→ **Work to do**: Please copy the listing below word for word, every line of it.

→ **Rows**:
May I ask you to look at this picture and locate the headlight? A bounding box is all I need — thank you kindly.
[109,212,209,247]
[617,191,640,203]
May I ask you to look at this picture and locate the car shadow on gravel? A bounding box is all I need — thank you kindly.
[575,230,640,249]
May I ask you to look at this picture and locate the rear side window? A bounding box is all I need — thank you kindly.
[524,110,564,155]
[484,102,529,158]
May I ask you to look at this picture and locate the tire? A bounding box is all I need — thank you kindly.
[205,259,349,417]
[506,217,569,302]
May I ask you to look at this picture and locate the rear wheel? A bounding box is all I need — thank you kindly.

→ **Result for this exercise**:
May I ask you to look at this picture and locate the headlight? A bounding box is all I need — thank you kindly.
[109,212,209,247]
[617,191,640,203]
May I ask you to look at this picture and locate the car shadow on gravel? A bounding box is all I need — thank you kindly.
[575,230,640,249]
May I ask you to look at this picture and locate the rear side window? A bounding box is all I need — thank you kindly.
[524,110,564,155]
[484,102,529,158]
May I ask you to look at this picture and locate the tire? A bounding box is all I need — thank you kindly.
[205,259,349,417]
[506,217,569,302]
May I ask you to look at this picture and locate the rear wheel? A bounding box is all I need — thank you kindly.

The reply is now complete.